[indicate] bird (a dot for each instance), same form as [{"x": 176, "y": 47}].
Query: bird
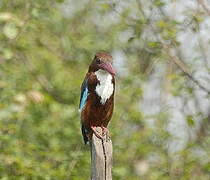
[{"x": 97, "y": 96}]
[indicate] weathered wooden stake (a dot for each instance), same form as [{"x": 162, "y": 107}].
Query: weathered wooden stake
[{"x": 101, "y": 158}]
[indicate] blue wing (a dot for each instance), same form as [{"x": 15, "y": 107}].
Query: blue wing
[{"x": 84, "y": 94}]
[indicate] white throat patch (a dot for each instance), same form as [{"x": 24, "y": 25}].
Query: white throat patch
[{"x": 105, "y": 88}]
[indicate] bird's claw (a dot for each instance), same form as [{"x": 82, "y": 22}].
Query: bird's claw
[{"x": 102, "y": 133}]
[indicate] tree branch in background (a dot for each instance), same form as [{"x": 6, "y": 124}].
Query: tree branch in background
[
  {"x": 43, "y": 81},
  {"x": 201, "y": 2},
  {"x": 183, "y": 67}
]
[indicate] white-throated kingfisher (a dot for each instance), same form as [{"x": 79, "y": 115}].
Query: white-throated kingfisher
[{"x": 97, "y": 96}]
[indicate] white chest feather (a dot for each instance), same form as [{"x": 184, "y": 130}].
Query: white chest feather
[{"x": 105, "y": 88}]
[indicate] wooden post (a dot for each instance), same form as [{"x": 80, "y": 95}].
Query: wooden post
[{"x": 101, "y": 158}]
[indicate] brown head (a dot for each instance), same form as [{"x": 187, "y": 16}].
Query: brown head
[{"x": 102, "y": 60}]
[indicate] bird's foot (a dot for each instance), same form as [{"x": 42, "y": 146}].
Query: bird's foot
[
  {"x": 105, "y": 133},
  {"x": 97, "y": 132},
  {"x": 102, "y": 133}
]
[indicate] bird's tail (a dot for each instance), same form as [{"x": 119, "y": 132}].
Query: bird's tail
[{"x": 84, "y": 134}]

⁂

• [What to produce] Copy all the items above, putting "one dot per instance" wherever "a dot for each instance" appears and changing nothing else, and leave out the pictures.

• [Reply to the exercise]
[indicate] bird (one dot per instance), same form as [{"x": 176, "y": 47}].
Query: bird
[{"x": 97, "y": 96}]
[indicate] weathered wooden stake (one dot per instance), same form as [{"x": 162, "y": 107}].
Query: weathered wooden stake
[{"x": 101, "y": 158}]
[indicate] blue wing (one dot per instance), same form as [{"x": 15, "y": 107}].
Query: blue wing
[{"x": 84, "y": 94}]
[indicate] white throat patch (one dot per instance), same form as [{"x": 24, "y": 25}].
Query: white throat patch
[{"x": 105, "y": 88}]
[indicate] bird's claw (one dot per instance), same form as [{"x": 82, "y": 22}].
Query: bird's claw
[{"x": 102, "y": 133}]
[indicate] tree branch in background (one dot per instance), same form as [{"x": 6, "y": 124}].
Query: tree branch in background
[
  {"x": 43, "y": 81},
  {"x": 201, "y": 2},
  {"x": 183, "y": 67}
]
[indicate] white-throated kingfisher (one dot per instance), same form as [{"x": 79, "y": 115}].
Query: white-throated kingfisher
[{"x": 97, "y": 96}]
[indicate] white chest feather (one dot per instance), same form as [{"x": 184, "y": 130}].
Query: white chest feather
[{"x": 105, "y": 88}]
[indicate] wooden post (one dot per instance), same form as [{"x": 80, "y": 95}].
Query: wooden post
[{"x": 101, "y": 158}]
[indicate] brown head (one dot per instance), same form as [{"x": 187, "y": 16}].
Query: brown head
[{"x": 102, "y": 60}]
[indicate] bird's foot (one dot per instance), same form as [{"x": 42, "y": 146}].
Query: bird's foot
[
  {"x": 105, "y": 133},
  {"x": 97, "y": 132},
  {"x": 102, "y": 133}
]
[indicate] bird's tail (one dot per instance), same form as [{"x": 119, "y": 132}].
Query: bird's tail
[{"x": 84, "y": 134}]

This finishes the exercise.